_Page extract_
»»

CARTHAGE COLLEGE FACULTY MEETING MINUTES
May 8 and 15, 2008


Dean Piepenburg called the meeting to order at 11:50 a.m.

Harvard Stephens delivered the invocation.

Minutes of the April 10, 2008 meeting were approved as posted.

CONVERSATION WITH THE PRESIDENT - President Campbell

(August, December, February, May)

 

Bill Abt: 

New administrative system will be purchased.

Campbell and Abt:  Endowment

Budget has grown at the same rate as the endowment 1:1.
If we were 2.5% we would have about $3 million more to use each year.

-This is a part of the strategic building of the campus.

Pam Smiley made a “Point of Order” regarding the length of this first presentation due to time constraints and the need to move to another topic as part of the Conversation with President.

The Point was declined by the Dean, and the presentation was allowed to finish.

 
President Campbell went on to discuss the meeting of the “Group of 8.”

4 FEC: Zorn, Lochtefeld, Matthews, Rener
4 Admin.: Steege, Piepenburg, Abt, Campbell

What happens with the Core?

President Campbell stated that there has been no change as far as College policy.

·        The Curricular Reform voted 2 years ago (Changes to JS and WI) were endorsed by faculty and administration.

o       The part of the reform that President Campbell did not approve is the change of Heritage from 3 to 2 courses and specifically the 2 Western Heritages to 1 Western Heritage.

§         This continues to be the case.

o       Carthage will continue the teaching of Western Civilization.

§         He said he is also committed to Global Heritage, though he said it is not finished yet.

·        The President said that Western Heritage will continue to be a 2-term sequence course.

o       The new 3-course Heritage pilot is 1/3 of all the Heritage classes this year.

o       The new Heritage sequence will make up ½ of all the Heritage courses for 2008-2009.

President Campbell said Western Heritage will have full implementation as soon as possible.

He views this as a continuation of 1989 reforms.

 Questions for the President:

Magurshak:  So this is being imposed on the faculty unilaterally?

President Campbell:  The Constitution gives Office of the President the right.

Magurshak: Challenged this view

President Campbell:  Many constituencies have an interest in the structure of the curriculum.  People do not support a drawback or cutting back Western Civilization.

Magurshak:  Asked what evidence the President had to support his argument. Magurshak specifically asked the President what data he was referencing and whether he would share this data.

««

_Data section_
»»

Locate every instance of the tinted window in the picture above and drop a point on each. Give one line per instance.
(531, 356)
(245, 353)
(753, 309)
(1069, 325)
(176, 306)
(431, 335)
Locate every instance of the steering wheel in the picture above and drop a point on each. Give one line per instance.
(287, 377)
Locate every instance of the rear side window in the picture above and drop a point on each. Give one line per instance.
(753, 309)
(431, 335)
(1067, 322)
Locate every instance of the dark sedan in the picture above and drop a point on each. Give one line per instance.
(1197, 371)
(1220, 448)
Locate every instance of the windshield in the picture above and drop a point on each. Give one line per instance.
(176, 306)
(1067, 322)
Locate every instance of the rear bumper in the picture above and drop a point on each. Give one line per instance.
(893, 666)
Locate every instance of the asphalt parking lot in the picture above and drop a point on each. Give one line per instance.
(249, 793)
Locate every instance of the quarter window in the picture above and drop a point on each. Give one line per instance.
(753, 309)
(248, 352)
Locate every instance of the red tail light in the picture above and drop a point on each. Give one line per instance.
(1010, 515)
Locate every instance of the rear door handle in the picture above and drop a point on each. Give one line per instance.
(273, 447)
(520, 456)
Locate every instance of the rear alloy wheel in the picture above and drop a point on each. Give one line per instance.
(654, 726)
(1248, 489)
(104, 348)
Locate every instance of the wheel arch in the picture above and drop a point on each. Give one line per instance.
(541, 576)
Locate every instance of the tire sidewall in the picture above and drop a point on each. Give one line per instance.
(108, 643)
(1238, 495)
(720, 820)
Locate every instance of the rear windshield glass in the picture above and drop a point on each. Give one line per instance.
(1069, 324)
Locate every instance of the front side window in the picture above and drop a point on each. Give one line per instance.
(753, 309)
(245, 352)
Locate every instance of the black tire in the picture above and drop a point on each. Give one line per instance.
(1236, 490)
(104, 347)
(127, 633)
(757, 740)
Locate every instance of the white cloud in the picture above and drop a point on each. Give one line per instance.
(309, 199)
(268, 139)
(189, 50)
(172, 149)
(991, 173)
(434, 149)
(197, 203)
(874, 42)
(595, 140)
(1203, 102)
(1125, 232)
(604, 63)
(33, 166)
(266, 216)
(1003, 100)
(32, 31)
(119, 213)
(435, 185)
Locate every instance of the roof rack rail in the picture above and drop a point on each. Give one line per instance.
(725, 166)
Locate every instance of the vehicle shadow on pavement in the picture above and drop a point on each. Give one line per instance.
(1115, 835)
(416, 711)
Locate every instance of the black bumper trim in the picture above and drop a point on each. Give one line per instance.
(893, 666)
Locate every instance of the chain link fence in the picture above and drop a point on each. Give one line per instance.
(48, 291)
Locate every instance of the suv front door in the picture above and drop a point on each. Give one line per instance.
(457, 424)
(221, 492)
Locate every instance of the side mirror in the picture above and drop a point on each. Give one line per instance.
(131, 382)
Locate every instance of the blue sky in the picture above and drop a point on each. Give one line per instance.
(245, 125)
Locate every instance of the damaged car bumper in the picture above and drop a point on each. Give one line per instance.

««

_Complete the following_
• a. Reproduce the records word for word, starting at the line that contains "Locate every instance of the white" and ending with the last line of the records.
• b. Pick up the faculty meeting minutes after their last sentence and continue them.

_Answers below_
• a.
Locate every instance of the white cloud in the picture above and drop a point on each. Give one line per instance.
(309, 199)
(268, 139)
(189, 50)
(172, 149)
(991, 173)
(434, 149)
(197, 203)
(874, 42)
(595, 140)
(1203, 102)
(1125, 232)
(604, 63)
(33, 166)
(266, 216)
(1003, 100)
(32, 31)
(119, 213)
(435, 185)
Locate every instance of the roof rack rail in the picture above and drop a point on each. Give one line per instance.
(725, 166)
Locate every instance of the vehicle shadow on pavement in the picture above and drop a point on each. Give one line per instance.
(1115, 835)
(416, 711)
Locate every instance of the black bumper trim in the picture above and drop a point on each. Give one line per instance.
(893, 666)
Locate every instance of the chain link fence in the picture above and drop a point on each. Give one line per instance.
(48, 291)
Locate every instance of the suv front door in the picture above and drop a point on each. Give one line per instance.
(457, 424)
(221, 492)
Locate every instance of the side mirror in the picture above and drop a point on each. Give one line per instance.
(131, 382)
Locate every instance of the blue sky in the picture above and drop a point on each. Give one line per instance.
(245, 125)
Locate every instance of the damaged car bumper in the picture above and drop a point on each. Give one line per instance.

• b.
Maleske:  I do not question the President’s power.  This is a waste of time to continue this debate.  The President has the power to do this.  Maleske said he also has power – and walked out.

Mitchell:  Asked whether the 3-course Heritage that President Campbell inspired is still a pilot or is this a done deal despite assessment evidence being gathered.  Will it come to a vote by the faculty? 

President Campbell:  Hopefully it will come to a vote and hopefully the faculty will support it.

There is more to do to define Global Heritage and the President looks forward to it.  Our identity is a two course Western Heritage.

On the basis of what we know now, the pilot is a success so yes it will be protected and continued.

Mast, Jerry:  Can you talk about the Governance Review?

President Campbell:  Group of 8 agreed that there will be a Governance Review by looking at the 20 institutions that we compare ourselves to.

We will also have a review of the General Education courses.
Trustees have tried not to be involved, but they do know of these issues.

Mast, Jerry:  Suggested that a greater role by Trustees may be helpful since they are sovereign.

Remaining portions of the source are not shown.